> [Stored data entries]
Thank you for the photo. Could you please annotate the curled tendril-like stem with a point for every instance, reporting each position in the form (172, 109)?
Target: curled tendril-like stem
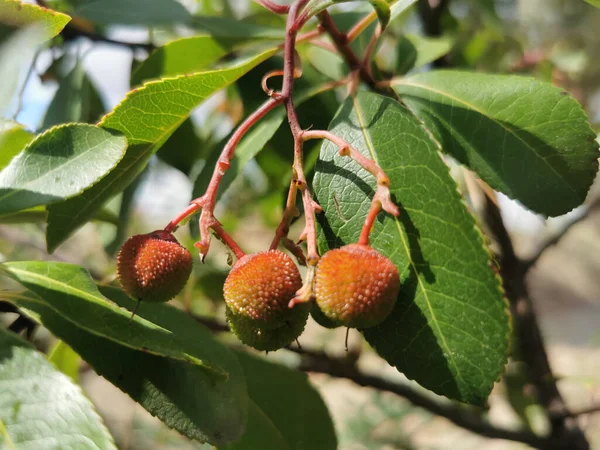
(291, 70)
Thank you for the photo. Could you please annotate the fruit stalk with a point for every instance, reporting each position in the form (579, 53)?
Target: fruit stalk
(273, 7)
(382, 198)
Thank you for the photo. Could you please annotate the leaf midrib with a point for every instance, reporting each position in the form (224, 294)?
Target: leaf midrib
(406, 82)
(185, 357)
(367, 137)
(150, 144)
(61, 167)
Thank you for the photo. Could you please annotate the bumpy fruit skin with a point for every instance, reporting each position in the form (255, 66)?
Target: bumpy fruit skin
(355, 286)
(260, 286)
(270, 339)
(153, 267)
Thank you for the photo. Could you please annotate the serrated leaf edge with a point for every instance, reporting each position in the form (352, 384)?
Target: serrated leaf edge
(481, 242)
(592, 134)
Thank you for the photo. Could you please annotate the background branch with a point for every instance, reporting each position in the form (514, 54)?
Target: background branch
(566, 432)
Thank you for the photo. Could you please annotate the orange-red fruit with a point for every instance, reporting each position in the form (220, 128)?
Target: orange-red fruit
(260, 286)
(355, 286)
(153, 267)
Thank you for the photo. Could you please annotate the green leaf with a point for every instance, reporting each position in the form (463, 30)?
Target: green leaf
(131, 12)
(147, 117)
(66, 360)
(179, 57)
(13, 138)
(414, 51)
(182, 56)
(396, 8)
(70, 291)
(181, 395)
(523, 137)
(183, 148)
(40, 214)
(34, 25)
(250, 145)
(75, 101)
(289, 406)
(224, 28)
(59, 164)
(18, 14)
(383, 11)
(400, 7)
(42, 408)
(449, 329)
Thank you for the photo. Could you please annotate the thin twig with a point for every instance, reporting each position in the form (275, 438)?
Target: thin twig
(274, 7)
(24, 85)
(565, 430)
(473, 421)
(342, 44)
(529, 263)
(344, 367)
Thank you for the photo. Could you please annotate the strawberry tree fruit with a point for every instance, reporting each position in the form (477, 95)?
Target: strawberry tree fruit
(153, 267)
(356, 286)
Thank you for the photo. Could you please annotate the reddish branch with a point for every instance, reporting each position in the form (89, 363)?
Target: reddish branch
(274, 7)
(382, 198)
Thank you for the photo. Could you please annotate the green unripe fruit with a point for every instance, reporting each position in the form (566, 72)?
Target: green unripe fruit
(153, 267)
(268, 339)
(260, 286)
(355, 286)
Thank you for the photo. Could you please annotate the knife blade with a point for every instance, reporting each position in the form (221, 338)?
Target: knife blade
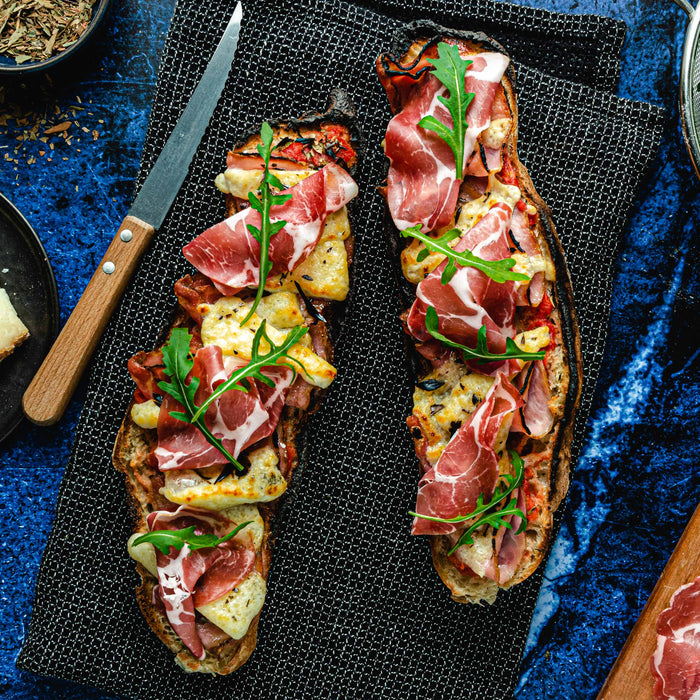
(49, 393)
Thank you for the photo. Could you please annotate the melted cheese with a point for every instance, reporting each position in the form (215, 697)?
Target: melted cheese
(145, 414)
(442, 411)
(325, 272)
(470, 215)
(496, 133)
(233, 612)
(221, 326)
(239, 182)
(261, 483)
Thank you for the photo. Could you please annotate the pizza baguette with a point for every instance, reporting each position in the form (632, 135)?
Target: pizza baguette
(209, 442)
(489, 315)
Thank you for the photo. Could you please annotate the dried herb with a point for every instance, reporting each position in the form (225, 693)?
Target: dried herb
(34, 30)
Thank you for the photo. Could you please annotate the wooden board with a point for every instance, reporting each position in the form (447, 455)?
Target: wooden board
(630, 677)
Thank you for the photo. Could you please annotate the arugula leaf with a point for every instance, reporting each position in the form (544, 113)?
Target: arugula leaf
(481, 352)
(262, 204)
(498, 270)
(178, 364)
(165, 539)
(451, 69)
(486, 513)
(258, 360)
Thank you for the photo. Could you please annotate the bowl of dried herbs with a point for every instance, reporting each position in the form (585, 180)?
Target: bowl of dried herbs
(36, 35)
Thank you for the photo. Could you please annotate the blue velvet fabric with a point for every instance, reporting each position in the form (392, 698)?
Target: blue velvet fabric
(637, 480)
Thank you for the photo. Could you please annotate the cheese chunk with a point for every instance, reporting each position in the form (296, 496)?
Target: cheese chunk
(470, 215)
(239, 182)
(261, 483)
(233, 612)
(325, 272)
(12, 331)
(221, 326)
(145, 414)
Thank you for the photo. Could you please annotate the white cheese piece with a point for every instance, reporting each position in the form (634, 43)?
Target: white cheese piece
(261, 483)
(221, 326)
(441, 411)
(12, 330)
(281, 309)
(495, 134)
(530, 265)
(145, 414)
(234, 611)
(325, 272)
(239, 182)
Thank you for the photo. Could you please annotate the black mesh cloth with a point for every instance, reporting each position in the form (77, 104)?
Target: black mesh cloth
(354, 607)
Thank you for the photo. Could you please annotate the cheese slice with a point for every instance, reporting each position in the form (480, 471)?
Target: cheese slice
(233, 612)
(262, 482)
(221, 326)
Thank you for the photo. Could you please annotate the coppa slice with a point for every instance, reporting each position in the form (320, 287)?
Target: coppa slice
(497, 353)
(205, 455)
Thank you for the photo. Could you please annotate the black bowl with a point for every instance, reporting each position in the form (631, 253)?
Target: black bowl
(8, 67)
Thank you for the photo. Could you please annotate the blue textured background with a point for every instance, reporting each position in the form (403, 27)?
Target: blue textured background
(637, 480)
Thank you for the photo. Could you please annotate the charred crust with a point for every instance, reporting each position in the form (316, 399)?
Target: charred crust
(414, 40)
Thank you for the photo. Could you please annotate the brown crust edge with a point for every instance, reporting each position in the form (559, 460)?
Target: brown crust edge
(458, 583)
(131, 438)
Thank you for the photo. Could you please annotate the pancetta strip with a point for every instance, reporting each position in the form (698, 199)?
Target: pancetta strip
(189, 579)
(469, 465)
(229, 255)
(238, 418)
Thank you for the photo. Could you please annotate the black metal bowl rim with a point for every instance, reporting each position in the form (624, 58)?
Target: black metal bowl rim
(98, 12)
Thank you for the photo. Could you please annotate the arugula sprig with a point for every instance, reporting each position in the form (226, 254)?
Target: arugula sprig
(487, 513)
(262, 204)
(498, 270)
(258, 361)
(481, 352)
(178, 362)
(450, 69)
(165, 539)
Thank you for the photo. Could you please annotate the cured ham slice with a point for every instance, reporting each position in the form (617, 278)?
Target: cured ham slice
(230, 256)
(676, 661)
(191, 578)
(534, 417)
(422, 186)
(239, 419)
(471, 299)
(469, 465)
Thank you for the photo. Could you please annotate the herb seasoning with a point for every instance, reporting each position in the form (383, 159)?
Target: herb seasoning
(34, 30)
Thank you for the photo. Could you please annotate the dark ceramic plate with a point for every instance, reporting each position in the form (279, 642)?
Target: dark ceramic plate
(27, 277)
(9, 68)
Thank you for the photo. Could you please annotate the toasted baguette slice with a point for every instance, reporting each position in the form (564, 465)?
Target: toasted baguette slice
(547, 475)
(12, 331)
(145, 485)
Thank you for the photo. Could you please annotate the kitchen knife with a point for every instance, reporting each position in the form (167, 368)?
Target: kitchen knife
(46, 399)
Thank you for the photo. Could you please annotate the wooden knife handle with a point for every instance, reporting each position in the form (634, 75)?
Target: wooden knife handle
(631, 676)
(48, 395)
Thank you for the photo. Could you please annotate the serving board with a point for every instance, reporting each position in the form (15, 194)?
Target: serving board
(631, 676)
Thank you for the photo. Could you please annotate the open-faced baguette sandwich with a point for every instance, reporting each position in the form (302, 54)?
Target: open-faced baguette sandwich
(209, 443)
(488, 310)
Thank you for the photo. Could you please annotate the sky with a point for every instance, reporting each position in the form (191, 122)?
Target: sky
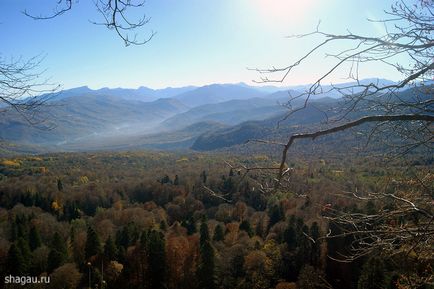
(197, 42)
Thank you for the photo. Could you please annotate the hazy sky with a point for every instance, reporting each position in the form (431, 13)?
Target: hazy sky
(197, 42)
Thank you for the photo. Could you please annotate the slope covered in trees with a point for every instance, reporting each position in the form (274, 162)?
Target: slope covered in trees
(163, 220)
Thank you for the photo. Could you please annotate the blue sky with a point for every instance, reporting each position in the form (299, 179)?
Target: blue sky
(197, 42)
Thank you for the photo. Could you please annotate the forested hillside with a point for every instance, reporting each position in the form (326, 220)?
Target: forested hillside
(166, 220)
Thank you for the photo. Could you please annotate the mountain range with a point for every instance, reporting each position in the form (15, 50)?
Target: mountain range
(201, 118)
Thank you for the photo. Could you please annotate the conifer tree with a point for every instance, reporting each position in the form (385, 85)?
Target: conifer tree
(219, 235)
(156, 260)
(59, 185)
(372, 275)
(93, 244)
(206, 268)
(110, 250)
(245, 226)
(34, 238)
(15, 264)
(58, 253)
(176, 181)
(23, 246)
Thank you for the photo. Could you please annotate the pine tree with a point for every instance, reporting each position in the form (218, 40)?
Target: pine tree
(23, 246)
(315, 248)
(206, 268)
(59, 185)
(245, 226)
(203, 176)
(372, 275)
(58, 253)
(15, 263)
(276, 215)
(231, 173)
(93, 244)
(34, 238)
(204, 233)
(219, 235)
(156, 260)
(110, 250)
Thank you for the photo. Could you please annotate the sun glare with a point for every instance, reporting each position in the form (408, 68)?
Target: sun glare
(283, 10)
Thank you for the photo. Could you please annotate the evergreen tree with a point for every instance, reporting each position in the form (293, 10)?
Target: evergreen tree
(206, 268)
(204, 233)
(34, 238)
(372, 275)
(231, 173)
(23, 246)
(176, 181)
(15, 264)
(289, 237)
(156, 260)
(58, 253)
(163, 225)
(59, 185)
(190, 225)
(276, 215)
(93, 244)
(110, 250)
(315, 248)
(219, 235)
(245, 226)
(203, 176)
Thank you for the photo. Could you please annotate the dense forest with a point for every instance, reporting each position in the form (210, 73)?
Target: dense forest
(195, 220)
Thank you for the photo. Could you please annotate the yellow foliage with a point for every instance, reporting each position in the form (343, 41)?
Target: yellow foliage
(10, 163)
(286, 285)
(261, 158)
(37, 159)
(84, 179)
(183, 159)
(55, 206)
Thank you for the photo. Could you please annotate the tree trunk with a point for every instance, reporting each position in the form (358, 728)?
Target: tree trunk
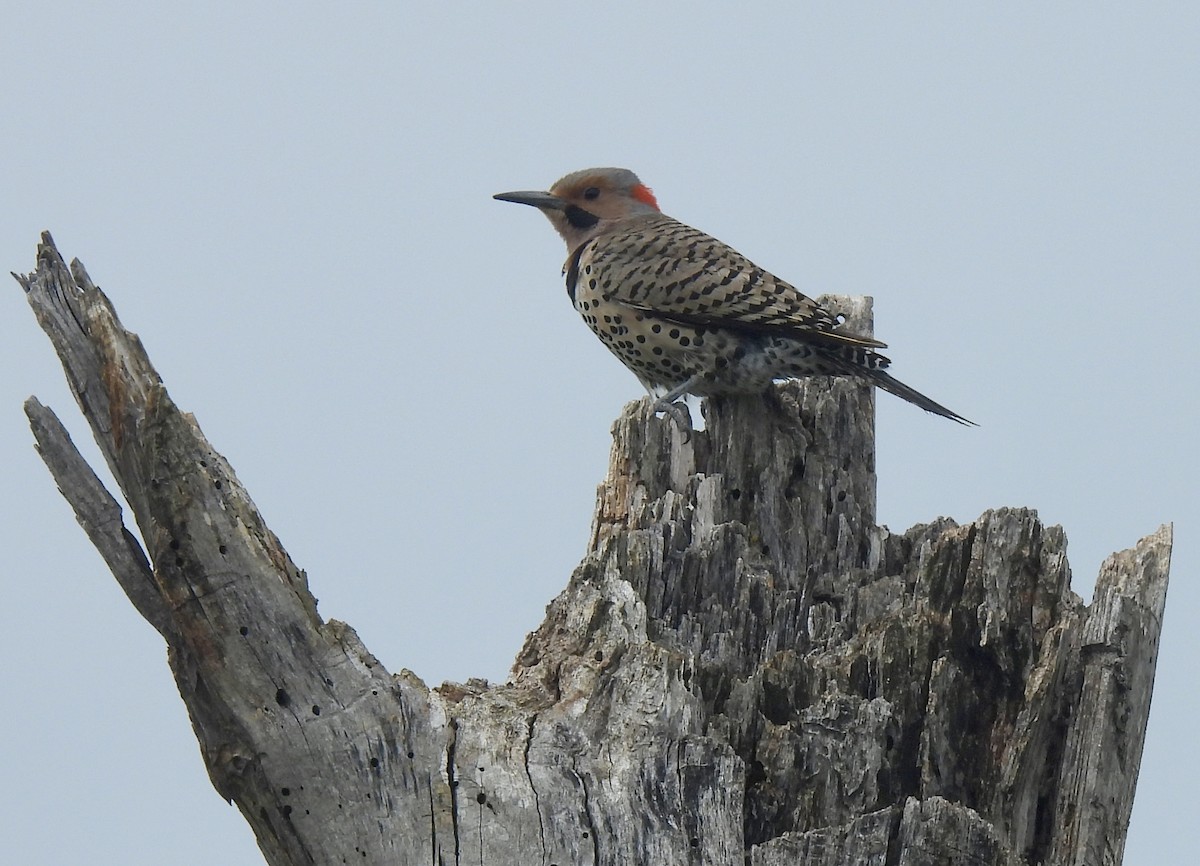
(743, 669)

> [Instructions for the task]
Print again the lines of the entries above that fall between the line holding "form (220, 128)?" and the line holding "form (463, 30)?", inclusive, exactly as they stand.

> [Expected output]
Thank you for the photo. Could you please annotate the orange-red fruit with a point for every instance, reporting each position in the form (220, 128)?
Target: orange-red fruit
(260, 286)
(355, 286)
(153, 267)
Thank you for the photo. Could you please annotate the green leaf with a point for every instance, reporting each position in the form (463, 30)?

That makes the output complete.